• **EXTRACT PROVIDED**
▬▬▬

# 48' Wood shed Mod



## bogydave (Aug 25, 2012)

Adding a 19" front eve to the wood shed (wood port)
Had 8" of front overhang now I'll have more. Maybe enough for another row of splits 

Got all the ply wood on, last 2 were in the rain.
Got 2 rolls of roofing, 1/2 price at HD for 2 damaged rolls. I need just over 48'. One roll is 32'.
Hope my wife likes the color
,


----------



## fox9988 (Aug 25, 2012)

My house is only 48 ft long, really but I do have 90 ft of wood stacked in the field, not counting the barn


----------



## jeff_t (Aug 25, 2012)

Once again, thanks for humbling the rest of us, Dave. Moose antlers really finish it off.


----------



## Realstone (Aug 25, 2012)

Wow!

I never realized just how big your wood crib was.  The wide shot gives a better idea and the ladders really put some scale to it.


bogydave said:


> Hope my wife likes the color


I hear birch is the hot colour this year


----------



## certified106 (Aug 25, 2012)

Looking really nice Dave! I am starting to work on the wife and soften her up a bit so I can put another shed sort of like yours......I already have my first one filled between wood and equipment and now I want the whole thing for equipment storage!


----------



## Wood Duck (Aug 25, 2012)

On outstanding shed gets even more outstanding. Nice job


----------



## onetracker (Aug 25, 2012)

damn...

almost looks too nice to burn


----------



## maplewood (Aug 25, 2012)

onetracker said:


> damn...

▬▬▬

[Shape labeling records]
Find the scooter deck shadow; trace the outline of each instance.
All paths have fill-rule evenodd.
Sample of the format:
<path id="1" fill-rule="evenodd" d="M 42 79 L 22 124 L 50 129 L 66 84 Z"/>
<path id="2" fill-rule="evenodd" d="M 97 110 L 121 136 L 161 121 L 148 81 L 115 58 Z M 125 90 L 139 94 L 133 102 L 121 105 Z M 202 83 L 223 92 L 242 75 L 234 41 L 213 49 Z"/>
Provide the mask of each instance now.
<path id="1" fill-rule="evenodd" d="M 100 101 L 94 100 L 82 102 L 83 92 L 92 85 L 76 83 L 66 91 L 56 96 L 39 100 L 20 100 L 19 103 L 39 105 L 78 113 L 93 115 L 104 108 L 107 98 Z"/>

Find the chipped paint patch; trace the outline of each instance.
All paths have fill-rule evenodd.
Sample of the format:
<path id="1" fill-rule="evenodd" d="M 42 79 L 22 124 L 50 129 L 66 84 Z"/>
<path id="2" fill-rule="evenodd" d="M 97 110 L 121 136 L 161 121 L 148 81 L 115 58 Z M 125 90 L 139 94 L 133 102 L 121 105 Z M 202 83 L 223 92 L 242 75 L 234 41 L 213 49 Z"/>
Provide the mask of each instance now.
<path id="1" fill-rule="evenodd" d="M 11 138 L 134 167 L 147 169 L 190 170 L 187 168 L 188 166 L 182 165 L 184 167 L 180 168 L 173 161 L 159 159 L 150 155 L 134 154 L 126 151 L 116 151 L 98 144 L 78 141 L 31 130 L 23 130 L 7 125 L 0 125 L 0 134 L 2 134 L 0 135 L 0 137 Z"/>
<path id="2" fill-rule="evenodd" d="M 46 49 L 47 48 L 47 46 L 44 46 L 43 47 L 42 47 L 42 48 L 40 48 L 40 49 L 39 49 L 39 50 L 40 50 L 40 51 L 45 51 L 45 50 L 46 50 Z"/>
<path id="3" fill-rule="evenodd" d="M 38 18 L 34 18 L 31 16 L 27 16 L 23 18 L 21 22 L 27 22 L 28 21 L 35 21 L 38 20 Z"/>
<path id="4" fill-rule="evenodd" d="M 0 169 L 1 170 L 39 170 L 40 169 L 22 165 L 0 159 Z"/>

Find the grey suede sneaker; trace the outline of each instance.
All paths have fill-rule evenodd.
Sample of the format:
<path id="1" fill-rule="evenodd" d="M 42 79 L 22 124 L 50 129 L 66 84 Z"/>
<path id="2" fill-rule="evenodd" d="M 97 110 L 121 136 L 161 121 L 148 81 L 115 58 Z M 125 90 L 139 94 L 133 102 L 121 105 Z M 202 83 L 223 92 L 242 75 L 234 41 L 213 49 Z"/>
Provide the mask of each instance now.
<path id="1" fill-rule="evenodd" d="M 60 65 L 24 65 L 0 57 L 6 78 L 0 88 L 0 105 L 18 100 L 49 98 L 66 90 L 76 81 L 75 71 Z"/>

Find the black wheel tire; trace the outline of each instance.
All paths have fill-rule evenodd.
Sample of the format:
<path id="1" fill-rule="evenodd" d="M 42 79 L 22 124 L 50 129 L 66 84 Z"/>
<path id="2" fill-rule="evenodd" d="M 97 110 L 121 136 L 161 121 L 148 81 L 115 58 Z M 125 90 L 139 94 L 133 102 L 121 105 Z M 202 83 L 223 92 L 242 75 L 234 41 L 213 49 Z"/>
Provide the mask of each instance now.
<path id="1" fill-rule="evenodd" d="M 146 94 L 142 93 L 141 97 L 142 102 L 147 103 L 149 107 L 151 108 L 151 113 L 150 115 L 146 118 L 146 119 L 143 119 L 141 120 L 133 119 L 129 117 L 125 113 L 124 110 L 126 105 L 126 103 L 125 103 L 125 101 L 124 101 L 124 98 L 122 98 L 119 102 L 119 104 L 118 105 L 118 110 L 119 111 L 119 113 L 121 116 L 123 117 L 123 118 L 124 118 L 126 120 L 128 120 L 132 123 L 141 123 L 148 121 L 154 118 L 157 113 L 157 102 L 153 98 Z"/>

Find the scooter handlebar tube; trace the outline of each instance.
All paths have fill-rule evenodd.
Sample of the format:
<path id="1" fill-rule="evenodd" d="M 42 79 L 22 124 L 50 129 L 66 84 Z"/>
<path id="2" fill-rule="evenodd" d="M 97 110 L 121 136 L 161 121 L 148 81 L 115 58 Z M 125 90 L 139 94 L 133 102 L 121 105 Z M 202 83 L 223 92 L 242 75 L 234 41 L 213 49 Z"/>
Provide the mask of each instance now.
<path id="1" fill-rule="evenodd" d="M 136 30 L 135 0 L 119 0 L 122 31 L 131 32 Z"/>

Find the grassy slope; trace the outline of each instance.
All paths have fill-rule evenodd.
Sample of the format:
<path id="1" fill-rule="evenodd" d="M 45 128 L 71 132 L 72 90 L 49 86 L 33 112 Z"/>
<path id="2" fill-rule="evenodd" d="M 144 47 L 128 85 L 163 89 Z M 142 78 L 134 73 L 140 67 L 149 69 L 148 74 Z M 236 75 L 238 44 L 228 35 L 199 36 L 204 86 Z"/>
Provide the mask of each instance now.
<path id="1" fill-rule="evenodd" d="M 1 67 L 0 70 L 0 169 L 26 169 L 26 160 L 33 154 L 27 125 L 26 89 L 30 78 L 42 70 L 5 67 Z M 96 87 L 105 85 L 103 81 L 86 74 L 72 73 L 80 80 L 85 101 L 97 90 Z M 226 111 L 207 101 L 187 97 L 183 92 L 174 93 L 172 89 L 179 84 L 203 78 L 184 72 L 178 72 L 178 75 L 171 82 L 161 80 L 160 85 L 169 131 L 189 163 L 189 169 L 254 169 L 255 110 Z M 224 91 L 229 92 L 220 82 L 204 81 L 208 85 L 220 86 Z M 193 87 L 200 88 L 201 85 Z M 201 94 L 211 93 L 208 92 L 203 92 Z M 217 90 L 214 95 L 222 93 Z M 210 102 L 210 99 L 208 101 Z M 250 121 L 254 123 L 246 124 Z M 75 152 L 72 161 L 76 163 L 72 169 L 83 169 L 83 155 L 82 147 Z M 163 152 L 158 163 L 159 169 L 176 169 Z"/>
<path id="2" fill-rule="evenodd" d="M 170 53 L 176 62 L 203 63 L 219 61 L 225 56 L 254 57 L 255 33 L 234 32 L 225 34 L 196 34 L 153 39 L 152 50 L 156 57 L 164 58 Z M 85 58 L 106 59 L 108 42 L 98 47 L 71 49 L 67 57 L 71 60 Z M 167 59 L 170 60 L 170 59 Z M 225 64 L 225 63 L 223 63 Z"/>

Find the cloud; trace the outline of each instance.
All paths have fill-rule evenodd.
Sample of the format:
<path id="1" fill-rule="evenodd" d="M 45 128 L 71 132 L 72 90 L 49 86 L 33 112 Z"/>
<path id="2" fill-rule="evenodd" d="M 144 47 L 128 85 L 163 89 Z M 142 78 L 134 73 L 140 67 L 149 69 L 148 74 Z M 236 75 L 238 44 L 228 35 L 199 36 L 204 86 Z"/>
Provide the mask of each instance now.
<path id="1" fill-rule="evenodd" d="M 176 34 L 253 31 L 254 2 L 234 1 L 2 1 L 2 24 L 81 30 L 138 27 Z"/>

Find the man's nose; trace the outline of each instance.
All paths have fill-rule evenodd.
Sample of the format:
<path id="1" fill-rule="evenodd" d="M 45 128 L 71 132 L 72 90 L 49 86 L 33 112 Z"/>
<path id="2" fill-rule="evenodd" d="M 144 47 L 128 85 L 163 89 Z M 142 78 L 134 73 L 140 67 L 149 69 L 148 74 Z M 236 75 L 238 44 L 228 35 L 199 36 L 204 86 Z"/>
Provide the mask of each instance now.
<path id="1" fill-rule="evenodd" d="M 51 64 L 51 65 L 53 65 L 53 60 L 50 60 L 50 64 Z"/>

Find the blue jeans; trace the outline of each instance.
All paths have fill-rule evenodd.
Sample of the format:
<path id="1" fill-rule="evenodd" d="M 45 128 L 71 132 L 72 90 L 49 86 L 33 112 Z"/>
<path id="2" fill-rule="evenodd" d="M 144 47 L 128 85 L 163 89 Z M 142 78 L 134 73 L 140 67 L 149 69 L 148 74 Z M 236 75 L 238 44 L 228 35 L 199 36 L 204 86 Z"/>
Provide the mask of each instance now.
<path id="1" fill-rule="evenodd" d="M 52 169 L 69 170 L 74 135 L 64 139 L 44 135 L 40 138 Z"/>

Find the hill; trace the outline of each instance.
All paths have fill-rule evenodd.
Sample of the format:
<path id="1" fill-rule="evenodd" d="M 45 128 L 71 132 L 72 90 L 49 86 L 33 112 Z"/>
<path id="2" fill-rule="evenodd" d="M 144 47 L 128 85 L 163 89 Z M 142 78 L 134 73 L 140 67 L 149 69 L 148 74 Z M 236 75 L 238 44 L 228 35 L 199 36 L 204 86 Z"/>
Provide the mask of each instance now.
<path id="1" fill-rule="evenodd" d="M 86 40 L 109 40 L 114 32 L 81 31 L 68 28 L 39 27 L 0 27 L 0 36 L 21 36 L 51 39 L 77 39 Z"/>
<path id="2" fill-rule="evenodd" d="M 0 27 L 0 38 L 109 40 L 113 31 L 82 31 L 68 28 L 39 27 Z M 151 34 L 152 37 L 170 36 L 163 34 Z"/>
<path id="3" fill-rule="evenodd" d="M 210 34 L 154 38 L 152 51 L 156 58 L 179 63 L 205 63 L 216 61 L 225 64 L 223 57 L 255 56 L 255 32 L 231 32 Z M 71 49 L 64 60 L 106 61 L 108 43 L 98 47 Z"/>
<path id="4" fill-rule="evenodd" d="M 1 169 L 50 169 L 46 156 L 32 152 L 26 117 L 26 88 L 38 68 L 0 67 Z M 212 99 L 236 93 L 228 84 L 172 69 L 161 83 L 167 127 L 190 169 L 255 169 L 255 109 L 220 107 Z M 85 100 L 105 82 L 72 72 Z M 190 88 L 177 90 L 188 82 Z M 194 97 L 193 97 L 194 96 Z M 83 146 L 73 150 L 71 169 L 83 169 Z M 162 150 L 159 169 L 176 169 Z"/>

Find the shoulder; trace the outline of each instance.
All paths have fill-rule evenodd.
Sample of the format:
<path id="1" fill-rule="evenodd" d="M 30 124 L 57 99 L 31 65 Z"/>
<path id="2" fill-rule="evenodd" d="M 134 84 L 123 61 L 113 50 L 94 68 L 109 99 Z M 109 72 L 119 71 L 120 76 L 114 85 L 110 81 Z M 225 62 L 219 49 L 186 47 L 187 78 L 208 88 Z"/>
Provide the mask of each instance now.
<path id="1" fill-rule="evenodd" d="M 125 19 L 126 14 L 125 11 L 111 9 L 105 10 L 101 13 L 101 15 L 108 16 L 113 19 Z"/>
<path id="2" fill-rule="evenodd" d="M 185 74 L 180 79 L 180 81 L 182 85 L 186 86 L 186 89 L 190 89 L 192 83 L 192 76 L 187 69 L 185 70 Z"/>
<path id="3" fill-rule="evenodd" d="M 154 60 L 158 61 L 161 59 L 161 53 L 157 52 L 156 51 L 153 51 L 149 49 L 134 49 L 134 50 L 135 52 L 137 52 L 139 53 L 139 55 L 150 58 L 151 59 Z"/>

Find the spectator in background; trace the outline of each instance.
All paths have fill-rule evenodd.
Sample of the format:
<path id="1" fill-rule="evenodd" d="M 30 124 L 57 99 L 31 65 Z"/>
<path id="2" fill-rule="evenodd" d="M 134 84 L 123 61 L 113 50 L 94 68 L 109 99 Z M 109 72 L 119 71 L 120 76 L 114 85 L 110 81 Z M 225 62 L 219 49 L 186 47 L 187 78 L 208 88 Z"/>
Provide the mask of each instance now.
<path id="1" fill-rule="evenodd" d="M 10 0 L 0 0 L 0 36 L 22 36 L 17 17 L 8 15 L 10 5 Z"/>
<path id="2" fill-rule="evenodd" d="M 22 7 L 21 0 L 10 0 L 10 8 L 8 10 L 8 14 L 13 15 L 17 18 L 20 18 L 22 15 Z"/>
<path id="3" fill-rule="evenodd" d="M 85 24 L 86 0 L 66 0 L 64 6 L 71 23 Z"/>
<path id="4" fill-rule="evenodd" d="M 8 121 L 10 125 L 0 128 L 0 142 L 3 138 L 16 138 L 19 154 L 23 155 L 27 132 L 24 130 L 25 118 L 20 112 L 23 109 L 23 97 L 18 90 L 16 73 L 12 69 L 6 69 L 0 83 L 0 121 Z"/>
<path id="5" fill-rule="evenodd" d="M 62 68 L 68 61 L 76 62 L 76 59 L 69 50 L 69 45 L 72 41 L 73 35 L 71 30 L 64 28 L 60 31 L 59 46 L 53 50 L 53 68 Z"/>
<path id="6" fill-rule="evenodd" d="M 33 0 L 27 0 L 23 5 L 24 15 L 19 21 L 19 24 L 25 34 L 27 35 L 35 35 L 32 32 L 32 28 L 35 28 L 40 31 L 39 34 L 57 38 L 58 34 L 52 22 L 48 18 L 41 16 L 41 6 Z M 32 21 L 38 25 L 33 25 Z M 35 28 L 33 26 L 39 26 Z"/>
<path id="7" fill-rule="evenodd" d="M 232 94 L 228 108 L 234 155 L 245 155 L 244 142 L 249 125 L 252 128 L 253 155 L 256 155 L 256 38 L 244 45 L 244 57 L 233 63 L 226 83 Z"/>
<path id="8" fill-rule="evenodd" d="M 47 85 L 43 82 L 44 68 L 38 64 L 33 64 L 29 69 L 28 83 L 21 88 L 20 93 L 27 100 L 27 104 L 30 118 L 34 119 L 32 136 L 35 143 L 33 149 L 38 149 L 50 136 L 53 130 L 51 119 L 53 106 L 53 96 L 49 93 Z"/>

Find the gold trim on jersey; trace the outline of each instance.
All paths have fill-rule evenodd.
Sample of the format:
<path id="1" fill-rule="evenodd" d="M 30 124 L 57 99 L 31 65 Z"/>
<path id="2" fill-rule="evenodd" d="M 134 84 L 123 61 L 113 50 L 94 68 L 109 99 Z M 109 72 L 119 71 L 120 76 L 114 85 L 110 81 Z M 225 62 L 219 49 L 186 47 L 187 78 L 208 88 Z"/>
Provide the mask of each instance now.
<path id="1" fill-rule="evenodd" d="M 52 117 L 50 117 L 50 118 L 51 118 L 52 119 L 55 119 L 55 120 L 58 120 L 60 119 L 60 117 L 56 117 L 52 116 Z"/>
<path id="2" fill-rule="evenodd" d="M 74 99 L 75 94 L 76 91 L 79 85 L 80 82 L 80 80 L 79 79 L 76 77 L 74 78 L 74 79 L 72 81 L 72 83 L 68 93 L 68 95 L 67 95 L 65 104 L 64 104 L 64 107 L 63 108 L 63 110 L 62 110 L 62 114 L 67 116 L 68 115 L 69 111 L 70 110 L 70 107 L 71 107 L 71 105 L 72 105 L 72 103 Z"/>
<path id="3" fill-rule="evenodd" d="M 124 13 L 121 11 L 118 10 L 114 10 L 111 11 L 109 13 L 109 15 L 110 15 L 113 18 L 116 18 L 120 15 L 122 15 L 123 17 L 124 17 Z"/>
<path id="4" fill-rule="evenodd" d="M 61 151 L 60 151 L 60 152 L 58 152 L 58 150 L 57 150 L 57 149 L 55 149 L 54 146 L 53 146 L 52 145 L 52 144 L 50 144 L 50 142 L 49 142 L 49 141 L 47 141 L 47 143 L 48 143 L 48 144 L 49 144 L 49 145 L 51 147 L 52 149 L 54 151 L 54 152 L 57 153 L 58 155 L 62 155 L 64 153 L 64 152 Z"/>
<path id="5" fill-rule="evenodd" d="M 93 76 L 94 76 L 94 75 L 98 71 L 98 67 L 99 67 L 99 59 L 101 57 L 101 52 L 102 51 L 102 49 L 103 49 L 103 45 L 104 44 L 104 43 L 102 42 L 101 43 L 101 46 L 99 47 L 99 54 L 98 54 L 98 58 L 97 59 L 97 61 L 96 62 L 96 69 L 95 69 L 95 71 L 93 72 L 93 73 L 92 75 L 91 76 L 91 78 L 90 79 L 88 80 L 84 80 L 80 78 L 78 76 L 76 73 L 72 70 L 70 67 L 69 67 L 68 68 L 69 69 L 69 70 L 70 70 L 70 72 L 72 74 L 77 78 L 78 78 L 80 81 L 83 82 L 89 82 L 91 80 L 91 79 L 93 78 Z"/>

▬▬▬

• **THE PROBLEM**
Copy the wood shed forum thread in full, changing nothing.

• **EXERCISE SOLUTION**
# 48' Wood shed Mod



## bogydave (Aug 25, 2012)

Adding a 19" front eve to the wood shed (wood port)
Had 8" of front overhang now I'll have more. Maybe enough for another row of splits 

Got all the ply wood on, last 2 were in the rain.
Got 2 rolls of roofing, 1/2 price at HD for 2 damaged rolls. I need just over 48'. One roll is 32'.
Hope my wife likes the color
,


----------



## fox9988 (Aug 25, 2012)

My house is only 48 ft long, really but I do have 90 ft of wood stacked in the field, not counting the barn


----------



## jeff_t (Aug 25, 2012)

Once again, thanks for humbling the rest of us, Dave. Moose antlers really finish it off.


----------



## Realstone (Aug 25, 2012)

Wow!

I never realized just how big your wood crib was.  The wide shot gives a better idea and the ladders really put some scale to it.


bogydave said:


> Hope my wife likes the color


I hear birch is the hot colour this year


----------



## certified106 (Aug 25, 2012)

Looking really nice Dave! I am starting to work on the wife and soften her up a bit so I can put another shed sort of like yours......I already have my first one filled between wood and equipment and now I want the whole thing for equipment storage!


----------



## Wood Duck (Aug 25, 2012)

On outstanding shed gets even more outstanding. Nice job


----------



## onetracker (Aug 25, 2012)

damn...

almost looks too nice to burn


----------



## maplewood (Aug 25, 2012)

onetracker said:


> damn...